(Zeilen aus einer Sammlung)
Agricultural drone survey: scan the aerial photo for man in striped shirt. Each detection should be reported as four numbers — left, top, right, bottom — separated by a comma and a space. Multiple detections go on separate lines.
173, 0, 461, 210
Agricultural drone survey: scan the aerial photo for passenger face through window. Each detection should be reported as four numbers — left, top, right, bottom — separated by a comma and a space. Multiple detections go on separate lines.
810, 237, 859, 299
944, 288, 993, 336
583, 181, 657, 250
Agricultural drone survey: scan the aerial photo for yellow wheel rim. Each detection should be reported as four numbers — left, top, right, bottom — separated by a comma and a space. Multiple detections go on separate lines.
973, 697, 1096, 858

AUFGABENSTELLUNG. Gib alle Zeilen oben als nummerierte Liste aus und lass dabei Leerzeilen weg.

SCHRIFTLICHE ANTWORT.
1. Agricultural drone survey: scan the aerial photo for man in striped shirt. Each detection should be reported as four numbers — left, top, right, bottom — separated by a comma and a space. Multiple detections go on separate lines.
2. 173, 0, 461, 210
3. Agricultural drone survey: scan the aerial photo for passenger face through window. Each detection should be reported as four numbers — left, top, right, bottom — separated by a comma and a space. Multiple detections go on separate lines.
4. 810, 237, 859, 299
5. 944, 288, 993, 336
6. 583, 181, 657, 250
7. Agricultural drone survey: scan the aerial photo for yellow wheel rim. Each detection should be reported as four numbers — left, top, right, bottom — separated by a comma and a space. Multiple detections go on separate lines.
8. 973, 697, 1096, 858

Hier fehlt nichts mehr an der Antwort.